**WHAT THE TASK REQUIRES:** Write out exactly the lines below that run from the line containing "Locate the metal fence" through the last line of the records.

**EXTRACTED RECORDS:**
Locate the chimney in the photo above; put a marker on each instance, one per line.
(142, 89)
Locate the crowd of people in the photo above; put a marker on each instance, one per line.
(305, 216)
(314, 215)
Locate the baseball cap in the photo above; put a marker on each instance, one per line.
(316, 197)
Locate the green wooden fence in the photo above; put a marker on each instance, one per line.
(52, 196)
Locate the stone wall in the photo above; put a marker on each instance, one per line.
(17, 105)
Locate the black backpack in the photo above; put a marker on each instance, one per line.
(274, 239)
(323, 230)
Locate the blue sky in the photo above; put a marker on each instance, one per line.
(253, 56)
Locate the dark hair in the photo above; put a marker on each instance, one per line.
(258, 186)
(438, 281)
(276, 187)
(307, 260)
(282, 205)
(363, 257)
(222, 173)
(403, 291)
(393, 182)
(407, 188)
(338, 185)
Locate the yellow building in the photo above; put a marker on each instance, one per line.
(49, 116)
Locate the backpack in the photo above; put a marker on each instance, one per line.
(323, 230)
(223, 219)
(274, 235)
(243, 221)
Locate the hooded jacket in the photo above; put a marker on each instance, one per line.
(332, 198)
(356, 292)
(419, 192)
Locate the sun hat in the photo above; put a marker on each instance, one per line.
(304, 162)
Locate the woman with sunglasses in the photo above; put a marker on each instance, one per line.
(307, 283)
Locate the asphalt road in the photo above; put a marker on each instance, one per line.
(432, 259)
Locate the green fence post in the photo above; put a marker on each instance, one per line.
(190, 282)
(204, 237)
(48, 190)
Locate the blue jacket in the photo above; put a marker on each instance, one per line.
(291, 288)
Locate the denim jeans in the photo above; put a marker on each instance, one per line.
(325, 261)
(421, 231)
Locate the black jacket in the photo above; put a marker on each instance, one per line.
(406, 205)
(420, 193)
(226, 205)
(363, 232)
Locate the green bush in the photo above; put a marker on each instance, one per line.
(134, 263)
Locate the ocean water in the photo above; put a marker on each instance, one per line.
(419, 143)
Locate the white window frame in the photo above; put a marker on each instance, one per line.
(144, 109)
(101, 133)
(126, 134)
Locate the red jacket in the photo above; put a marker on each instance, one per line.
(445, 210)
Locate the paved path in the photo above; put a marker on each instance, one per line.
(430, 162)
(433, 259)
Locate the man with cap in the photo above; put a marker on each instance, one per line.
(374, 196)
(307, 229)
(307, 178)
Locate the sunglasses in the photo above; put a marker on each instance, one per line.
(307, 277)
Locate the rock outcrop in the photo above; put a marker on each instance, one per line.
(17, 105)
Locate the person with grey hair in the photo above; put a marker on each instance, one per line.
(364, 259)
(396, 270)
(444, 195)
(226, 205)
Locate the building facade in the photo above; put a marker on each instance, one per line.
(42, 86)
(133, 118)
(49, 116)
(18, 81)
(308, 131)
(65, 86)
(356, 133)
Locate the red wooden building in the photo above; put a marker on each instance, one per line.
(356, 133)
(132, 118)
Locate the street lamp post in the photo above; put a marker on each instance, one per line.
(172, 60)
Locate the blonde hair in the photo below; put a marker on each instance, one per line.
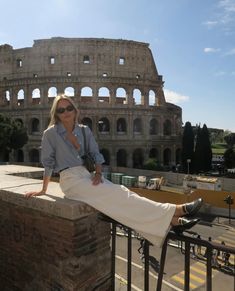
(54, 119)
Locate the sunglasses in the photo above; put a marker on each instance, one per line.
(61, 110)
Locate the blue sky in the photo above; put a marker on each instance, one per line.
(193, 43)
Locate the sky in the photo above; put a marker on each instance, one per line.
(192, 41)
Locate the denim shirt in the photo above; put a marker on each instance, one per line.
(58, 153)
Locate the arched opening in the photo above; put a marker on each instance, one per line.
(104, 126)
(137, 97)
(153, 127)
(121, 126)
(36, 96)
(138, 158)
(34, 156)
(106, 156)
(121, 96)
(137, 126)
(87, 121)
(167, 157)
(167, 127)
(103, 95)
(69, 91)
(20, 97)
(121, 158)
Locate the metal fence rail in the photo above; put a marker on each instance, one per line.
(183, 238)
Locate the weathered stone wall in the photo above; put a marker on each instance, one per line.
(50, 243)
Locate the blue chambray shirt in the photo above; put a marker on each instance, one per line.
(58, 153)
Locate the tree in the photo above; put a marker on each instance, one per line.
(12, 136)
(229, 158)
(187, 147)
(230, 139)
(198, 153)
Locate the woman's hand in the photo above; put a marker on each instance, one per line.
(97, 179)
(34, 193)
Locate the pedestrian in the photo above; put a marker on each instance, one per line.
(63, 152)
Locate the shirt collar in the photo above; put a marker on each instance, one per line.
(61, 129)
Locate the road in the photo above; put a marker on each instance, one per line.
(222, 278)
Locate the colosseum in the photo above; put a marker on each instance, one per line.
(114, 82)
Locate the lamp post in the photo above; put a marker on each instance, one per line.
(229, 200)
(188, 162)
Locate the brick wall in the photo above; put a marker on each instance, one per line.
(44, 251)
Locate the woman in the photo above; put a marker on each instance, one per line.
(62, 152)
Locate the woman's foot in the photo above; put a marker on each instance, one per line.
(190, 209)
(184, 224)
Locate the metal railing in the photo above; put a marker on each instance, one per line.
(188, 241)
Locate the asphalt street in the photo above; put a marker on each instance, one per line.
(223, 277)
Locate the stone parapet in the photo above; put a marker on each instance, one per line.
(49, 242)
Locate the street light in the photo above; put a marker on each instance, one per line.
(188, 162)
(229, 201)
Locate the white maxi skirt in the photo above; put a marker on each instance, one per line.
(149, 218)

**ANSWER FOR THE TASK:**
Locate the metal fence rail in the photo above; put a marker on each instance, one per line.
(183, 238)
Locate the weathered stone wall in the photo above; put a marker on each instance, one per line.
(50, 243)
Locate the blue chambray shirt in the photo above; put a marker on each instance, one per line.
(58, 153)
Locate the tree in the photo above; put a marker on each instance, one per line.
(12, 136)
(229, 158)
(187, 147)
(230, 139)
(198, 153)
Locate the woman's hand in the photo above; put a marker on each instance, one per line.
(97, 179)
(34, 193)
Locate the pedestrian in the photo above; put a marker on each instance, one per line.
(63, 152)
Locate the shirt collar in the photo above; put a marker on each instance, one per line.
(61, 129)
Locate the road in the photo above; put a marker on each instance, one per line.
(222, 278)
Locate the colosseum in the photo above; put a marker on each instance, one per line.
(114, 82)
Locate the lamp post in the photo above; put a marker on each instance, one per line.
(229, 200)
(188, 162)
Locate the brick wall in the photo above; put a marker on each instance, one per line.
(44, 251)
Locate the woman in the photo above; put a marker on each instance, one per line.
(62, 152)
Locate the woman's foot in the photo above; put a marker on each instance, one per line.
(190, 209)
(184, 224)
Locate the metal railing in the photo above; put a marker on each instance, one per line.
(188, 241)
Locate the asphalt street in the photo above; put a marker on each instance, one per line.
(223, 277)
Locate the stone parapet in the photo above; put a marker on each instance, one per line.
(49, 242)
Locate the street light in the photo above; put a marker on each instance, one per line.
(188, 162)
(229, 201)
Locate the white maxi skirt in the photo above; put a marker on each instance, one per line.
(149, 218)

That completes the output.